PROMPT 1:
Answer these from the forum thread about the truck that won't start:
(a) What pressure did the lift pump test show?
(b) How many gallons of fresh fuel were added?
(c) In the starting steps, how long is the wait after the brief turn of the key to start?
PROMPT 2:
Extend the forum thread about the truck that won't start, beginning right after its final post.
─── DOCUMENT EXTRACT ───
My truck died in the driveway several months ago.   I ran it for a couple minutes to move it to the driveway.  When I went to start it an hour later, it wouldn't start. 

I've since been tinkering with it for months.

 

  • Replaced lift pump relay.
  • Replaced fuel filter.
  • Tested lift pump pressure (10psi, low, but should start)
  • Unplugged and re-plugged: VP44, PCM, VP44 relay, apps, various connectors I could reach
  • Replaced batteries with brand new.
  • Added 5 gallons of fresh fuel. 

 

Originally, there wasn't anything I could do to start the truck.  Then I learned how to hotwire the VP44 and the lift-pump relay.  I was able to start the truck this way.  However, if I barely touched the accelerator, it would jump up to a high idle, and stay there. 

 

After all my tinkering, I'm at the point where I can start the truck now without hot-wiring anything.

  1. Turn key to run, until wait light goes out.
  2. Turn key to start, just a blip. (to start the lift pump)
  3. Wait five seconds. 
  4. Turn key to start.

 

But I still have this problem where all I get is idle, and high-idle.   I've tried doing the procedure for resetting the apps, but just once.  Did I 

 

I've done some bench testing on my apps.  For the things I can check while it's disconnected, that seems fine.  The wiper/resistance looks smooth on my needle volt meter. 

 

What's next? 

 

Thank you, 

-Mark

 

  • Owner
Posted

Test your alternator for excessive AC noise. I've got a feeling the VP44 is fine but the ECM is going south. APPS sensor has two validation switch so as soon as it goes to throttling mode it's now jumping to high idle and that it which means there is an ECM fueling map issue caused from AC noise.

Posted

Thank you for the tip.  I went and found your alternator noise article.  I did method #1.  I'm still not getting anything but the two throttle settings.  I have not messed with the ECM or the plug going into it.  Is it worth a shot to disconnect that and re-seat? 

 

I've seen threads saying that ECMs are no longer available.  Are there 3rd party options if it turns out that I need a new ECM

  • 4 weeks later...
Posted

I haven't abandoned this thread.  :)
─── ENTRIES SUPPLIED ───
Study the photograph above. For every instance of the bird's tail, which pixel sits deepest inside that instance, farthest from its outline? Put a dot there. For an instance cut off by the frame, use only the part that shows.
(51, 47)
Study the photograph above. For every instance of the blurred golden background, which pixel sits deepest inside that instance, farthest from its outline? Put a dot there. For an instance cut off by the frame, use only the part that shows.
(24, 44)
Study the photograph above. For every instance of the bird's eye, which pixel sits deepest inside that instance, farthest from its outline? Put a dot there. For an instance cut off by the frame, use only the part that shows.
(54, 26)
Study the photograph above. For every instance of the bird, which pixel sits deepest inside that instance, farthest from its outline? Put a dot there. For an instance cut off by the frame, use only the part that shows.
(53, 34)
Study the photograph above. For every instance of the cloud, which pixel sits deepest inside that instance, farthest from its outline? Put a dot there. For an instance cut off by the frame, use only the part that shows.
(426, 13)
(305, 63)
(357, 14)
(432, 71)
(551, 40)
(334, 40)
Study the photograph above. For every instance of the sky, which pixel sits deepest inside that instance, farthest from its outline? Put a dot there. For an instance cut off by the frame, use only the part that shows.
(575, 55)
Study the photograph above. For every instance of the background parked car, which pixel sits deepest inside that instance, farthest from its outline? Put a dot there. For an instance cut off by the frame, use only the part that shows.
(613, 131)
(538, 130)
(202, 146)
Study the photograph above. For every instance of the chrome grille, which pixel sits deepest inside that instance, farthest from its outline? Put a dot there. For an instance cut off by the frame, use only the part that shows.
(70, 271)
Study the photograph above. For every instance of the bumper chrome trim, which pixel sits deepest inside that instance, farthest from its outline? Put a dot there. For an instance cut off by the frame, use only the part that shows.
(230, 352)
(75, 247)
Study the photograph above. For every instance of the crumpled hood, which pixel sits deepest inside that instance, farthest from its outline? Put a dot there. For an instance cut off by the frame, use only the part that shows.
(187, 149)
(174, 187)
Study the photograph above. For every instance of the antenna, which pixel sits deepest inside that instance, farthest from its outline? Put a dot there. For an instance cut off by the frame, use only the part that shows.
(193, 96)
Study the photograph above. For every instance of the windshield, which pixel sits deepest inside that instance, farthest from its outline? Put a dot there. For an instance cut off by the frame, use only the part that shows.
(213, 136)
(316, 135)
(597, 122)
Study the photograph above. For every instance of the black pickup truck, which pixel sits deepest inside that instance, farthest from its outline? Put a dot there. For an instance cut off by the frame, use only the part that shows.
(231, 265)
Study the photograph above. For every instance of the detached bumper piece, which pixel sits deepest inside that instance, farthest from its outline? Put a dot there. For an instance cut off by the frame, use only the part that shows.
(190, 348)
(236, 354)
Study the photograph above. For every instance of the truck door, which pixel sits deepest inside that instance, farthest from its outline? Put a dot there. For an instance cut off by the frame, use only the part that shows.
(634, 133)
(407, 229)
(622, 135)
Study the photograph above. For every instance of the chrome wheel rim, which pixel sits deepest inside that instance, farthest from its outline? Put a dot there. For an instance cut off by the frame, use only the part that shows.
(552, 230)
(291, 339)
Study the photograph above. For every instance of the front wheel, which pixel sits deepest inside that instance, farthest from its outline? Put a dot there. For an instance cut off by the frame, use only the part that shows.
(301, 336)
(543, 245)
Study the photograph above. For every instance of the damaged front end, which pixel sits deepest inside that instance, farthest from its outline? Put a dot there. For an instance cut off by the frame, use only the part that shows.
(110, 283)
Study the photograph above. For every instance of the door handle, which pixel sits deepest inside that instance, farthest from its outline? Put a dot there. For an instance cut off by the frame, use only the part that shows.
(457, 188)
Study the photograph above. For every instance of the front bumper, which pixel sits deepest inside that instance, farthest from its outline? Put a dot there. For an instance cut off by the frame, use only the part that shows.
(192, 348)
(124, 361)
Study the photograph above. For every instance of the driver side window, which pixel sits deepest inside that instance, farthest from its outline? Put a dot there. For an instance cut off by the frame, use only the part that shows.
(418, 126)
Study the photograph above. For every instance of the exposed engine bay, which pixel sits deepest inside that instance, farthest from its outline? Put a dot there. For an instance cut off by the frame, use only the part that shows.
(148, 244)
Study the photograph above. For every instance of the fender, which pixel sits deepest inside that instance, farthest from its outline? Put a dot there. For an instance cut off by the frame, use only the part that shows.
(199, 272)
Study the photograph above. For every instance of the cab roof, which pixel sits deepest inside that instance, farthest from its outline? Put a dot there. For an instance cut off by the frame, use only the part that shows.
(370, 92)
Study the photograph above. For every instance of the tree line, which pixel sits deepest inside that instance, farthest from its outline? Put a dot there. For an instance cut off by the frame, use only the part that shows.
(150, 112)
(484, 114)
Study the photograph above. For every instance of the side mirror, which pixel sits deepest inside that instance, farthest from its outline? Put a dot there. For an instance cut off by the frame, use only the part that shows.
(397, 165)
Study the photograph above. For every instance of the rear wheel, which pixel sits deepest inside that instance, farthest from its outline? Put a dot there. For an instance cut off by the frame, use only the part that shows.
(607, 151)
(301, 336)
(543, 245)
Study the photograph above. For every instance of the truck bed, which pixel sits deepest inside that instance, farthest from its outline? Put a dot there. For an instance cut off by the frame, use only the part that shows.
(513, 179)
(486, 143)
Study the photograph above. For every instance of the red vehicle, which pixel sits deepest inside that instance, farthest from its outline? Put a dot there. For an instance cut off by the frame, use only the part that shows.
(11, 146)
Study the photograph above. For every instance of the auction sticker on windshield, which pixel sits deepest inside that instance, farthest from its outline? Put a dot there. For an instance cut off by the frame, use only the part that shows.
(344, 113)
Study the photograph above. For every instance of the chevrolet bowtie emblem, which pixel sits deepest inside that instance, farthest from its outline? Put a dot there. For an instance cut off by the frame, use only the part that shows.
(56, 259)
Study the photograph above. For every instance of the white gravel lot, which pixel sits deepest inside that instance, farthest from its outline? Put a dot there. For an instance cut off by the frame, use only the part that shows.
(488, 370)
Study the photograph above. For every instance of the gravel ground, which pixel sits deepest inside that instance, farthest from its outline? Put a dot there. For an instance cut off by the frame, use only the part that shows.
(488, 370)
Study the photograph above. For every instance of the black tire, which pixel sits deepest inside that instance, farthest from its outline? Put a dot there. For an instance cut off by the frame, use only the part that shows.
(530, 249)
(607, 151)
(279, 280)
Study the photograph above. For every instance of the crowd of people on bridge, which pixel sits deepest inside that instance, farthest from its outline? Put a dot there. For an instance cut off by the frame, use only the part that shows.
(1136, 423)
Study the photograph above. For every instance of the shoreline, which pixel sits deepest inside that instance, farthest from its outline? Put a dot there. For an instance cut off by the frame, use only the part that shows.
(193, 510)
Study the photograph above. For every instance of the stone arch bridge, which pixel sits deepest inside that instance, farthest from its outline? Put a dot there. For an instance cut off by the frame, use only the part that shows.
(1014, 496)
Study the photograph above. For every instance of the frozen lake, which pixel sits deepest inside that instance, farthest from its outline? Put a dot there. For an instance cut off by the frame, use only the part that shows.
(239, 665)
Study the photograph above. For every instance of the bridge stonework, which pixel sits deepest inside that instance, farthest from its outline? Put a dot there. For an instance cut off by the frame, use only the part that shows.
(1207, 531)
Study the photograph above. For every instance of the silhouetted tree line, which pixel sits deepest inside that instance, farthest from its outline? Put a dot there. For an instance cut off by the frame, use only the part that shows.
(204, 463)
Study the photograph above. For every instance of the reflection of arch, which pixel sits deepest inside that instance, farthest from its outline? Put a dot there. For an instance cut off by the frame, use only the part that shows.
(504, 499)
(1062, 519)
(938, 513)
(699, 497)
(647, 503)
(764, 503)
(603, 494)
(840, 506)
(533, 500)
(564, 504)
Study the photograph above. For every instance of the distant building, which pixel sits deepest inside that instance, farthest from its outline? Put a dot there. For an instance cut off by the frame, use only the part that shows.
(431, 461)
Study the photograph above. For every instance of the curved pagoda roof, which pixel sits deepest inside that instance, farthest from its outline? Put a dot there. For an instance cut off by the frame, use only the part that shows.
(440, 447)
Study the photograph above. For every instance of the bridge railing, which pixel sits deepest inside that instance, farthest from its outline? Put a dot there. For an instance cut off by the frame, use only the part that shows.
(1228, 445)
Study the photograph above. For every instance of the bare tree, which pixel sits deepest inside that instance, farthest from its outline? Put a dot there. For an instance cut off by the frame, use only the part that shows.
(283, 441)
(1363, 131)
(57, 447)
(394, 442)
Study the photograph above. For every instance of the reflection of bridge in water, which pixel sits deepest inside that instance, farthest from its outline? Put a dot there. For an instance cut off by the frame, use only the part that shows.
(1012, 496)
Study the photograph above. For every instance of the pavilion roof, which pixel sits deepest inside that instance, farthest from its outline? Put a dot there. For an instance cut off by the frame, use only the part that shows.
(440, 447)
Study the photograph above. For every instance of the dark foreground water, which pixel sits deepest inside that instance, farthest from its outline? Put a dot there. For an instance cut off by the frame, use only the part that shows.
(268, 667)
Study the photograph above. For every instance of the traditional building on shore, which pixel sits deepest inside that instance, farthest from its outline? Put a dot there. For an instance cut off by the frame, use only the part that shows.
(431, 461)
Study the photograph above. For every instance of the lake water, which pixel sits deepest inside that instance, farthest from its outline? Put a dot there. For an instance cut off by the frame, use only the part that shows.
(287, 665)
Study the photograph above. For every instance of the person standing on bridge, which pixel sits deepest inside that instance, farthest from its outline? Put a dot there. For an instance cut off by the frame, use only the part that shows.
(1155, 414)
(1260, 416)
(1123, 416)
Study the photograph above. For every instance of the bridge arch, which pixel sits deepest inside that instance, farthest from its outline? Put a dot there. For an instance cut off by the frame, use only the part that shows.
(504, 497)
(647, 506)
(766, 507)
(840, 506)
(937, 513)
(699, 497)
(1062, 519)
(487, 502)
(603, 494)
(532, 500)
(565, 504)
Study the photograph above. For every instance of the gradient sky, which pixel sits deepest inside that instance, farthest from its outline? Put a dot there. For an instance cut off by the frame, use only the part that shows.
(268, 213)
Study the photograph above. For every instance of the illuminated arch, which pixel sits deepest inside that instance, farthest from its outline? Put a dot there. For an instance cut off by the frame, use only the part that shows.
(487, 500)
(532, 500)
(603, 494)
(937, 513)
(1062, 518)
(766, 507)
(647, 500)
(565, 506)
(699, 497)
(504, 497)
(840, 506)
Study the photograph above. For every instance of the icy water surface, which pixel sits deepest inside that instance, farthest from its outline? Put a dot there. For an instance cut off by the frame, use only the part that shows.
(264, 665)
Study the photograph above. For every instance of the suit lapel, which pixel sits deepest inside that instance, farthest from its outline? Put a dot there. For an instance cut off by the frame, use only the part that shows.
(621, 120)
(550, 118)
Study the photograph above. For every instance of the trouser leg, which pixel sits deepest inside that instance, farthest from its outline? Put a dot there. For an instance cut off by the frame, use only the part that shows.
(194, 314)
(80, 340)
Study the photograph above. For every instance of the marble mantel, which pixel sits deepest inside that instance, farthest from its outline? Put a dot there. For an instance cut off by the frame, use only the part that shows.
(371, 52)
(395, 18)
───
RIGHT ANSWER 1:
(a) 10 psi
(b) 5 gallons
(c) Five seconds

RIGHT ANSWER 2:
I went out to start the truck to get the AC voltage, and it wouldn't start.  My usual technique of bumping the starter to start the lift-pump is no longer working.  

 

The ECM is not interested in running the lift pump voluntarily.  I can hotwire the lift pump, but doing so doesn't help. 

 

I've been hunting around for where there might be a bad wire.

Posted

Does your wait to start light come on at key on?

 

Hot wiring the pump wont make the pump run?

 

Is the engine turning over and just not starting or not turning over with the starter?

Posted

Does your wait to start light come on at key on?

Yes.  The whole key-on sequence seems normal except the lift-pump only running for 1/2 second.  Then I bump the starter, and the lift-pump will run (maybe, maybe not) for another 15 seconds. If the lift-pump runs after the bump, the truck will start.

 

Hot wiring the pump wont make the pump run?

It makes the pump run, but doing that won't make the truck start. 

 

Is the engine turning over and just not starting or not turning over with the starter?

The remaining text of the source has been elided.